Nice to see that reply, saves me asking the question about pubs being in one local area but different Postal Districts

Conrad
16-03-2011, 15:24
Nice to see that reply, saves me asking the question about pubs being in one local area but different Postal Districts
Yeah I guess the easiest way to look at this is that we get to set the postal district and can police it at that level and below that we let those who actually know what they are on about set it (and argue about it ;)).

ROBCamra
16-03-2011, 17:11
Right, I think I've completed all the open pubs in Rochdale, Oldham & Ashton U Lyne and their surrounding areas.

Now all we need is some reviews for the last two. I may have to go on an excursion sometime soon. :cheers:

Oggwyn Trench
16-03-2011, 19:02
Had a tidy up of the Wirral , will look at Birkenhead and surroundings later in the week , will i get away with marking Birkenhead Centre as Hellmand Province:D

oldboots
16-03-2011, 19:52
Had a tidy up of the Wirral , will look at Birkenhead and surroundings later in the week , will i get away with marking Birkenhead Centre as Hellmand Province:D

Shame on you, I think that's doing a dis-service to the place,



Hellmand I mean



Birkenhead's not twinned with Hellmand but haven't they got a suicide pact ?

Conrad
17-03-2011, 14:50
Oi, my Dad used to live in Birkenhead, right up until the day he died .....

Yeah, ok, I take your point.

Oggwyn Trench
17-03-2011, 20:18
Now done Birkenhead , Wallasey and Prenton , it will probally need a few admendments once its all approved as a few areas cross the postal districts . Done Wrexham as well , pretty easy compared to Birkenhead etc

ROBCamra
18-03-2011, 09:56
Well I think I've now finished Manchester.

Now to finish Bury, Bolton & Salford and start Stockport & Altrincham.

I may be gone some time. :p

Conrad
18-03-2011, 12:52
Well a week in and can I just say what an amazing response.

In general people seem relatively comfortable with this release, and where people haven't enjoyed it they seem willing to give it a chance. So it is an update that has left me quite positive. And thanks for the patience of those who wanted to update areas but held off for this update.

Also just a :notworthy: to all the extensive work of members cleaning up all the areas I was expecting a rush, but the amount of effort everyone has put in is incredible and has I believe made the site far more informative.

Farway
18-03-2011, 14:36
Well I think I've now finished Manchester.

Now to finish Bury, Bolton & Salford and start Stockport & Altrincham.



I am in awe at this, I thought my tinkering around Portsmouth would be longish job, given lack of my speed, but well done ROB for this one

Al 10000
18-03-2011, 16:59
I would just like to say i do like the new system and when you put the effort into sorting cities and towns out i have found the outcome is very good.

• Data segment:
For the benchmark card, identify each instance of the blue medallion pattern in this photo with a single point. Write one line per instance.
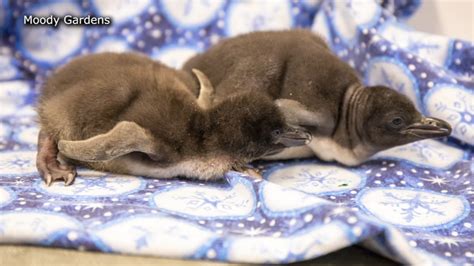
(412, 203)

• Exercises to complete:
a - Based on the forum thread about sorting pubs into areas, is each statement correct? (i) ROBCamra reports finishing the open pubs in Rochdale, Oldham and Ashton U Lyne. (ii) Oggwyn Trench found Wrexham harder to do than Birkenhead. (iii) Conrad says the site sets the postal district and leaves the level below it to people with local knowledge. Answer yes or no for each, and quote the deciding words.
b - Go on with the forum thread about sorting pubs into areas, starting after its final sentence.

• Outputs:
a -
(i) Yes: "I think I've completed all the open pubs in Rochdale, Oldham & Ashton U Lyne and their surrounding areas."
(ii) No: "Done Wrexham as well , pretty easy compared to Birkenhead etc"
(iii) Yes: "we get to set the postal district and can police it at that level and below that we let those who actually know what they are on about set it"

b -
At the start of this thread i asked about seperating towns from the villages but i have decided to start doing this myself so far i have sorted out Beverley, Buxton, Bridport, Ilkeston, and Nantwich,all i do is add Town to the list then do this for every pub in that town then if anyone wants to just view pubs in that town you just click on the town button.

I am hoping to do this for as many towns as possible but i was hoping i could get some help in doing this as it is a very big task to do on my own this is why my reviews have almost ground to an halt.

Thanks Alan

ROBCamra
18-03-2011, 17:00
Ok, this is now out and able to be used.

Let me know what you think and if you have any questions.

Conrad,

I've just noticed that if I look at "My Contributions" it tells me how many pubs I've contributed to including the ones I've amended the Coverage for. However there isn't any coloured block next to the pub name to show what the contribution was.

i.e it says RobCamra has conributed no photo's, hasn't amended the map point, hasn't reviewed etc. which looks a little strange.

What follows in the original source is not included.